**Direction**. Rewrite everything from the line containing "Outline every instance of the window" down to the line containing "197 64 L 195", requests included. Multiply every coordinate in the outlines by 0.9 and round each to a whole number, with halves rounding up.

◇ ◇ ◇ ◇ ◇

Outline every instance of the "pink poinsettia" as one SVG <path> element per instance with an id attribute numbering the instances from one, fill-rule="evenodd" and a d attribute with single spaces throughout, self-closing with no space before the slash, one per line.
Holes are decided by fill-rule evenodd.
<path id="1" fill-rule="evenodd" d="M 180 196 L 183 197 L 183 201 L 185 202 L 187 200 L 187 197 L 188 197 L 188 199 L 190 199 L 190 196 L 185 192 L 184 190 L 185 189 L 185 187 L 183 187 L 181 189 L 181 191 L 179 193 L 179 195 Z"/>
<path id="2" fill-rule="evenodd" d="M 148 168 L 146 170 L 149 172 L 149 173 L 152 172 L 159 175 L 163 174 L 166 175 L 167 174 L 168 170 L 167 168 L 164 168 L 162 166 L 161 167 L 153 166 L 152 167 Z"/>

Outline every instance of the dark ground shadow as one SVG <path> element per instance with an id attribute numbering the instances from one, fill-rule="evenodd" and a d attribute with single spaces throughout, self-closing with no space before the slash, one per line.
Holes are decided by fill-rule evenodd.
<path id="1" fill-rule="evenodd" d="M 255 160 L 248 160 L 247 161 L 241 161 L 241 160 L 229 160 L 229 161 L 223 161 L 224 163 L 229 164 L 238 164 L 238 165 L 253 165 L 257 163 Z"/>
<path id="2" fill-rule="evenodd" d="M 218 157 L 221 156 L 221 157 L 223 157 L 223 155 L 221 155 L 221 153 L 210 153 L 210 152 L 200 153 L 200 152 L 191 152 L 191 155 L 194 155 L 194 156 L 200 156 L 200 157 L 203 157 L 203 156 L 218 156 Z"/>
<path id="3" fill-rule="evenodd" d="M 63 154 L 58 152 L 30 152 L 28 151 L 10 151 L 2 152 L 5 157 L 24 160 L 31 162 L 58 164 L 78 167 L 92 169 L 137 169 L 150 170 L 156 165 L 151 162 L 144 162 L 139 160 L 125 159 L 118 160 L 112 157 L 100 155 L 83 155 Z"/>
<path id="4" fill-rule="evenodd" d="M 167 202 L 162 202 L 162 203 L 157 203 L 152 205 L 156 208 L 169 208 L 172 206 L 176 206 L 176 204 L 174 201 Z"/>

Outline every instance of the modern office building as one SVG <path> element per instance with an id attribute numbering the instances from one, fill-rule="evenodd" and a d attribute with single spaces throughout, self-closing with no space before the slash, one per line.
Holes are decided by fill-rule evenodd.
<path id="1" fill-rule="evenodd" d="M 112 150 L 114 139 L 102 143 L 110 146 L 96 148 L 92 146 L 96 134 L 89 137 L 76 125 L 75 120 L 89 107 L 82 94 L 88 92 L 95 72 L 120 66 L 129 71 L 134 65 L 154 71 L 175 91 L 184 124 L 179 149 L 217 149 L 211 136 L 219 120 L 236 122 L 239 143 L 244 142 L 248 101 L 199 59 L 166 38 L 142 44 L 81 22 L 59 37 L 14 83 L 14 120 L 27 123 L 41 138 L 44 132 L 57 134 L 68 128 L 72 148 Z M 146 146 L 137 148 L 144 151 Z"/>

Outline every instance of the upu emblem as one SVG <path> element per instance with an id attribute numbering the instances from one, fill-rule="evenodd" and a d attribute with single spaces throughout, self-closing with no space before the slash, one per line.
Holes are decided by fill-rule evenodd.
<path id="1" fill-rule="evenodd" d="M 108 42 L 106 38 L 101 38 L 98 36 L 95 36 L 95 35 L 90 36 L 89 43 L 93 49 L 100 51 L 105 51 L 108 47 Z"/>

◇ ◇ ◇ ◇ ◇

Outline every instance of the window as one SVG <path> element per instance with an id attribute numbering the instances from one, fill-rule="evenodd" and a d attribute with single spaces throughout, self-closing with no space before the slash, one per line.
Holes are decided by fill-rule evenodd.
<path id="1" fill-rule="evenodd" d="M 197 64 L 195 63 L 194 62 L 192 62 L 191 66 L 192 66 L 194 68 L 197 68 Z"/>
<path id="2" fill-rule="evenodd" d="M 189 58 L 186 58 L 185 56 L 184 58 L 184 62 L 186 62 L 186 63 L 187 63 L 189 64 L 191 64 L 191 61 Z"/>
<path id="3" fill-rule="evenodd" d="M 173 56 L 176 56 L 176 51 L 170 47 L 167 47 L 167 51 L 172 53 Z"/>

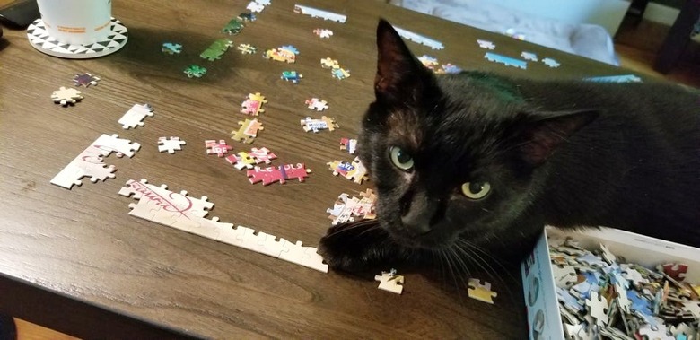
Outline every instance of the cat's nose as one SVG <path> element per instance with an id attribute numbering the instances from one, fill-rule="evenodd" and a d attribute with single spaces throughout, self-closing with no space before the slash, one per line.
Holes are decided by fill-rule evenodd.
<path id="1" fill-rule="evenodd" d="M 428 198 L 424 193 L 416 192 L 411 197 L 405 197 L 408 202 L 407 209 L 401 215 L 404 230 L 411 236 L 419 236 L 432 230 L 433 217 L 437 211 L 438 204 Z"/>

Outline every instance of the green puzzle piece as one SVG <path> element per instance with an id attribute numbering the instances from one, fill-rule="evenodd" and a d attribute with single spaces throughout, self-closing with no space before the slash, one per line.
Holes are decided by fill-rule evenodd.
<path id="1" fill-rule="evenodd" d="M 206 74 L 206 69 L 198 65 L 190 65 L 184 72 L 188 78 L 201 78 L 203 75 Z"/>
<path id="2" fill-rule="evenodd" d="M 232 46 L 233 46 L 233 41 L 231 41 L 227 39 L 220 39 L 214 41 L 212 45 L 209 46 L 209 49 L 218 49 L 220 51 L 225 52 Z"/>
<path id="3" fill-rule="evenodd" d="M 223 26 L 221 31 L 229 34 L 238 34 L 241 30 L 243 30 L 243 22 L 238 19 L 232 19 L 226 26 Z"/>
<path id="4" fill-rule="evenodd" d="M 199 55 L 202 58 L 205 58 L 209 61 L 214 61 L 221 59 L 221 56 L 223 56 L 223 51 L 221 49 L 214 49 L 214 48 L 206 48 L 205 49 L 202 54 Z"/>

◇ ◇ ◇ ◇ ◇

**The completed task**.
Outline every instance of the window as one SVG <path> element per instance with an id attribute numbering the instances from one, fill-rule="evenodd" and a d attribute with single spaces throughout, self-closing with no space before the slash, one per line.
Holes are decided by fill-rule evenodd.
<path id="1" fill-rule="evenodd" d="M 177 58 L 176 57 L 175 56 L 173 56 L 172 59 L 173 59 L 175 61 L 177 61 Z"/>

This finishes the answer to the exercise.